→ WHAT NEEDS TO BE DONE
Revise the material below so that each occurrence of "white flower petal" reads "pale blossom petal", and leave all other text as it is.

→ MATERIAL SHOWN
** start **
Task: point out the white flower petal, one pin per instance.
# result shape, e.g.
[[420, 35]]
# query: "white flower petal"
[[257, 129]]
** end **
→ RESPONSE TO THIS EXERCISE
Task: point out the pale blossom petal, one pin per instance.
# result shape, e.g.
[[420, 35]]
# query: "pale blossom petal"
[[257, 129]]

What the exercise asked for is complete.